Locate the line that contains "of the blazer". Print it and each following line through the end of the listing, verbatim, and nothing more.

·····

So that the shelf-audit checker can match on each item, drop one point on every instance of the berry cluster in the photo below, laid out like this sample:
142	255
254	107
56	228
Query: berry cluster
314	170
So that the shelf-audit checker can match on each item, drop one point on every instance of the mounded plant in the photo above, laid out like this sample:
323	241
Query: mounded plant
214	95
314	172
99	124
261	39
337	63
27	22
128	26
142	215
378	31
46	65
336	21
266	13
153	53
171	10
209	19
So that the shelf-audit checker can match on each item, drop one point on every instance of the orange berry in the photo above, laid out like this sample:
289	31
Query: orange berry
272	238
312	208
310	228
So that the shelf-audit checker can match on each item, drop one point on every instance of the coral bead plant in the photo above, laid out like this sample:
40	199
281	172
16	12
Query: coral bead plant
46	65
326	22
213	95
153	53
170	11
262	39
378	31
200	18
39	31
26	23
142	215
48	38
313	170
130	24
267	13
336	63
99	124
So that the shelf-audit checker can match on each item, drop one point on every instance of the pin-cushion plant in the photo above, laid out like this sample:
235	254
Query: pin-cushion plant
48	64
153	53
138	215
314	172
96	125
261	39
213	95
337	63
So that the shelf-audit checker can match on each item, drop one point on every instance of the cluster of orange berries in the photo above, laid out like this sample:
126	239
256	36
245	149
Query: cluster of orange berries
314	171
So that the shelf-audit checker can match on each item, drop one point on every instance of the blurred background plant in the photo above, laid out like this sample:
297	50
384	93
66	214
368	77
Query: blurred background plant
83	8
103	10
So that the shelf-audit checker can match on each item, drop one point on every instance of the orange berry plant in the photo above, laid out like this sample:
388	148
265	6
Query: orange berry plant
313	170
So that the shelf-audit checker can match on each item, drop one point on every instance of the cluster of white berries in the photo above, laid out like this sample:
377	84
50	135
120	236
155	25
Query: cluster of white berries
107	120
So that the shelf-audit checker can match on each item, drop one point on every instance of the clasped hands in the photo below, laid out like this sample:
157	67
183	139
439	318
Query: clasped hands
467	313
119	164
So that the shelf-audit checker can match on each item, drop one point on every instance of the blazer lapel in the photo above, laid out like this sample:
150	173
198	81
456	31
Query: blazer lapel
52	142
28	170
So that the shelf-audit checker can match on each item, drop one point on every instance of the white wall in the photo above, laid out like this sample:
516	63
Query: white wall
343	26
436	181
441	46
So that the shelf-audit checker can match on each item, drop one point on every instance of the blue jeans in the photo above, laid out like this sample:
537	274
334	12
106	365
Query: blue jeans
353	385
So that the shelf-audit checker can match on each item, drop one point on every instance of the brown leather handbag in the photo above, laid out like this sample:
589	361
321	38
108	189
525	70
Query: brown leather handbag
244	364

·····

**Output of the exercise**
So that the shelf-audit checker can match on each item, drop one point on every instance of the blazer lapel in the photo above, laid out like this sample:
150	173
198	81
456	31
Query: blazer lapel
52	142
28	170
So that the shelf-audit checker can match on each item, drop one point on every instance of the white wall in the photo above, laid out like this sample:
516	63
Query: white wall
343	26
436	181
441	46
So that the shelf-audit checker can match on each item, drop one point on every instance of the blue jeans in the photo above, laid out like this sample:
537	274
334	12
106	365
Query: blue jeans
353	385
So that the shelf-audit checker can match on each item, drop one point on every instance of the brown leather handbag in the photo above, laid out like this sample:
589	361
321	38
108	189
525	70
Query: brown leather handbag
244	364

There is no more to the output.